Written task 1
Using the essay on conservation and poverty, answer the following:
(a) In which three countries did the Batwa lose hunting lands when national parks were created?
(b) Around which national park is Greg Carr funding a buffer zone of "green development"?
(c) How many years after the Rio Earth Summit is the essay written?
Written task 2
Continue the essay on conservation and poverty from its last sentence.

Quoted text

================================

In protected areas across the planet, locals are waiting for the benefits of conservation to improve their lives. And waiting and waiting…
By Fred Pearce
The Batwa “pygmies” of central Africa lost many of their hunting lands with the creation of national parks in Uganda, Rwanda, and the Congo. Washed up at the side of the road and banned from their traditional lives, they seemed doomed. But now—at least if you believe the tourist literature—they are turning into entrepreneurs of forest tourism, taking well-heeled visitors on trails to find the region’s great apes. Is conservation at last working for them?
Meanwhile, in southern Mozambique—one of the world’s great biodiversity hotspots—American philanthropist Greg Carr is pouring his cash into a buffer zone of “green development” around the Gorongosa National Park. In “Africa’s Lost Eden,” CBS celebrated his contribution toward helping sustain people. But anthropologists accuse him of causing havoc, exacerbating complex land disputes, and disrupting local food systems with ignorant idealism—of creating poverty rather than alleviating it. Are they right?
Despite the promises of conservationists that they can deliver green sustainable development, around the world extreme rural poverty continues to show a disturbing correlation with the richest biodiversity hotspots. Natural riches, however well protected, do not translate into better lives for the most vulnerable. Indeed, often those who live closest to nature seem to gain the least from its protection.
As forest-dwellers, herders, fishers, and hunters wait for the green dividend, their would-be supporters in the academic community are mired in dispute. Many social scientists have come out against rich conservation organizations, accusing them of grabbing natural resources from the poor and giving little in return. Moreover, some conservationists wonder whether they should retreat to a narrower definition of their task.
More disturbing, those who live in the hotspots feel betrayed by the failure of big promises. Nineteen years after the Rio Earth Summit—where community-based conservation and sustainable development became the mantra for a generation wanting to create a better, greener, and fairer world—we badly need to know what has gone wrong, why the benefits are proving so elusive.
Exactly what are the links between poverty and conservation? Is biodiversity really the key to economic advancement? Or could it be that dependence on biodiversity is what holds the rural poor back, keeping them poor?
Poverty is a loaded term. Perhaps our notions of sustainable development are weighted down with romantic ideals about noble savages living off the land in harmony with nature. Some may like to believe that even the poorest rainforest dwellers are “rich,” thanks to the natural abundance all around them. They have no need of money, the argument goes. So any definition of poverty based on a daily wage is meaningless. In truth, a life too close to nature can often be nasty, brutish, and short.
Money may not be the right measure, but how about the United Nations Human Development Index? Sadly, it too shows that many of the world’s biodiversity hotspots are home to some of the most deprived of our species. That does not mean one causes the other; in part, both arise from low densities of human population. Low densities allow nature to thrive but also mean that people are isolated from the infrastructure and economic networks that generate wealth and sustain human services such as health care.

================================

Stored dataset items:
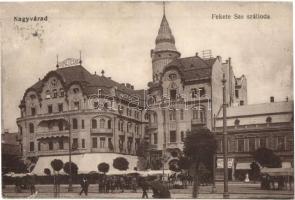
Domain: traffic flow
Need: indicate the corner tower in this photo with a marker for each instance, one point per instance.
(165, 50)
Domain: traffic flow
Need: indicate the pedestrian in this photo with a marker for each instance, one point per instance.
(144, 185)
(84, 186)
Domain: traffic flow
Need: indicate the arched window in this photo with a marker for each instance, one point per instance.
(268, 120)
(60, 126)
(102, 123)
(94, 123)
(75, 123)
(31, 126)
(109, 124)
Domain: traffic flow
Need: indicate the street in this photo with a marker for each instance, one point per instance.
(236, 189)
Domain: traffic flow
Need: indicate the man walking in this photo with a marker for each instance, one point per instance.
(84, 186)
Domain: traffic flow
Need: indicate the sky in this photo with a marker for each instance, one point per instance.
(117, 37)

================================

Final result 1
(a) Uganda, Rwanda, and the Congo.
(b) The Gorongosa National Park in southern Mozambique.
(c) Nineteen years.

Final result 2
Yet even those conservationists with a more sophisticated analysis of the needs of humans still face a dilemma. If they try to offer some improved economic prospects for the poor, they run the risk of unleashing a cycle of environmental destruction that ultimately wrecks the biodiversity they are employed to protect. But if they don’t make that effort, they are accused of destroying the livelihoods of the world’s poorest and most vulnerable in order to protect wildlife.
Clearly, the links between poverty and conservation are more complicated and contradictory than a simple take on sustainable development might suppose. This makes it all the more surprising that there have been so few detailed studies into the links between poverty and conservation.
Environmentalists are belatedly waking up to this circumstance. A recent paper by researchers from two of the “big four” international conservation agencies—Bryan Curran of the Wildlife Conservation Society in New York and Louis Defo of the World Wildlife Fund—admitted that “to date there have been few long-term studies of the effectiveness of protected areas for biodiversity conservation, nor their impact on local societies.” (1)
Chris Sandbrook of Britain’s University of Cambridge, who recently completed a major study of the impact of well-funded ape conservation projects on poverty in Africa, reached the same conclusion. There is “a startling lack of data. Very few initiatives seem to measure and/or publish the impacts of their work for either conservation or poverty alleviation,” he says. (2) Why so? Do conservationists simply believe their own propaganda? Or are they afraid of what they might find?
At any rate, with billions of dollars spent over many decades on hundreds of biodiversity projects covering millions of hectares (many of which claimed to address poverty as well as conservation), it is an alarming admission. Surely Sandbrook is right: “This is a big problem that requires urgent attention.”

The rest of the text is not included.